» **THE TASK**: Reproduce the records below verbatim, starting at their first line and ending at the line that contains "pixel 113 767". Include both of those lines.

(Dataset entries)
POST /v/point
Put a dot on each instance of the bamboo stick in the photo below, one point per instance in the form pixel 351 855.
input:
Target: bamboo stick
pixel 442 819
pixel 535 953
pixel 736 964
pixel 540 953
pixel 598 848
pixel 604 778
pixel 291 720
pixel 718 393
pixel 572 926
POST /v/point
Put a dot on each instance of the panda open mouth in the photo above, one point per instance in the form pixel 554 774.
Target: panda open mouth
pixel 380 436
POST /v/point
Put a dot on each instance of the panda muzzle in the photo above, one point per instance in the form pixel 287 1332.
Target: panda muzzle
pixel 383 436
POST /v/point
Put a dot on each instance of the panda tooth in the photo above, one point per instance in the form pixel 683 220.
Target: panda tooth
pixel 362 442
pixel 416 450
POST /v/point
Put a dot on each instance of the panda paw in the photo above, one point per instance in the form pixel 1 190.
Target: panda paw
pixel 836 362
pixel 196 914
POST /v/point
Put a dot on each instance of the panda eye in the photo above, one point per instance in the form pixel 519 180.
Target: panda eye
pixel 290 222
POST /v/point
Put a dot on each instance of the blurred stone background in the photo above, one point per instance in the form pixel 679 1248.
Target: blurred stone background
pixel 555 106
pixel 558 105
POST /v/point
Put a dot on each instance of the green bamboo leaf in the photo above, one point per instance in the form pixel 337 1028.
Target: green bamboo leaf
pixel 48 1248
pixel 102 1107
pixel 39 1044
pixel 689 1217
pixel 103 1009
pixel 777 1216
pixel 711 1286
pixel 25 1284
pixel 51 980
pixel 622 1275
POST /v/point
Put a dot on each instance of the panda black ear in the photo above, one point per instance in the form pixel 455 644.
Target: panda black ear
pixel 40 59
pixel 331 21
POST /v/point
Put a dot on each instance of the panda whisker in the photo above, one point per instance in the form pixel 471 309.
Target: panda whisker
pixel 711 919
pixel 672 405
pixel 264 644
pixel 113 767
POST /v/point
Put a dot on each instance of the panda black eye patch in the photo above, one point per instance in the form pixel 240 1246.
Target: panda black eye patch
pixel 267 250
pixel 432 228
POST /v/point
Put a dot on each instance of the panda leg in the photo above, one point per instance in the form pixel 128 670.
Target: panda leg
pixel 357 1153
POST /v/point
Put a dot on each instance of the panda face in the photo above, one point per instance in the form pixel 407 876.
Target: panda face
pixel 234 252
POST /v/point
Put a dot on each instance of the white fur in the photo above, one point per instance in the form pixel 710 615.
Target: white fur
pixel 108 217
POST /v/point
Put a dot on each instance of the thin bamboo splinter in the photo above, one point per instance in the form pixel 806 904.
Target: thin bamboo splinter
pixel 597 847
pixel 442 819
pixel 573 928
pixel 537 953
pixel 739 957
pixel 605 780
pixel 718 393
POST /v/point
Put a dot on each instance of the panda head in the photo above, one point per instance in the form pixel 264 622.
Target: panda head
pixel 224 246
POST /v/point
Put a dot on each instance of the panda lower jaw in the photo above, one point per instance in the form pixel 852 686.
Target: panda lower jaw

» **REPLY TO THE TASK**:
POST /v/point
Put a dot on each instance of the bamboo stick in the photo below, one point per instance in the form pixel 351 855.
input:
Target: bamboo stick
pixel 442 819
pixel 535 953
pixel 736 964
pixel 540 953
pixel 598 848
pixel 604 778
pixel 291 720
pixel 718 393
pixel 572 926
POST /v/point
Put a dot on each instance of the panda open mouth in the photo above, one point per instance in the form pixel 554 774.
Target: panda open mouth
pixel 380 436
POST /v/point
Put a dot on each instance of the panda muzzle in the photo above, one point per instance in the form pixel 287 1332.
Target: panda muzzle
pixel 383 436
POST /v/point
Put a dot on each instance of the panda tooth in the photo above, one point per instance in the form pixel 683 220.
Target: panda tooth
pixel 362 442
pixel 416 450
POST /v/point
Put a dot on each instance of the panda paw in the photo above, one point per instance in the form pixel 1 190.
Target: panda paw
pixel 836 362
pixel 196 914
POST /v/point
Put a dot on each instance of the panda eye in the photo above, one point per instance in the form pixel 519 180.
Target: panda eye
pixel 290 222
POST /v/point
Put a dot on each instance of the blurred stone background in the photo above, one point per instance in the form pixel 679 1248.
Target: blurred stone background
pixel 555 106
pixel 558 105
POST /v/point
Put a dot on each instance of the green bamboo leaf in the photo above, one point per instance in the form pixel 337 1028.
Target: green bamboo leaf
pixel 48 1248
pixel 102 1107
pixel 39 1044
pixel 689 1217
pixel 103 1009
pixel 777 1216
pixel 711 1286
pixel 25 1284
pixel 51 980
pixel 622 1275
POST /v/point
Put a dot on each instance of the panda black ear in the photo above, one point per instance in the form pixel 455 644.
Target: panda black ear
pixel 40 59
pixel 331 21
POST /v/point
Put a dot on each instance of the panda whisker in the photo above, one point per instance in the form pixel 471 309.
Target: panda whisker
pixel 711 919
pixel 672 405
pixel 264 644
pixel 113 767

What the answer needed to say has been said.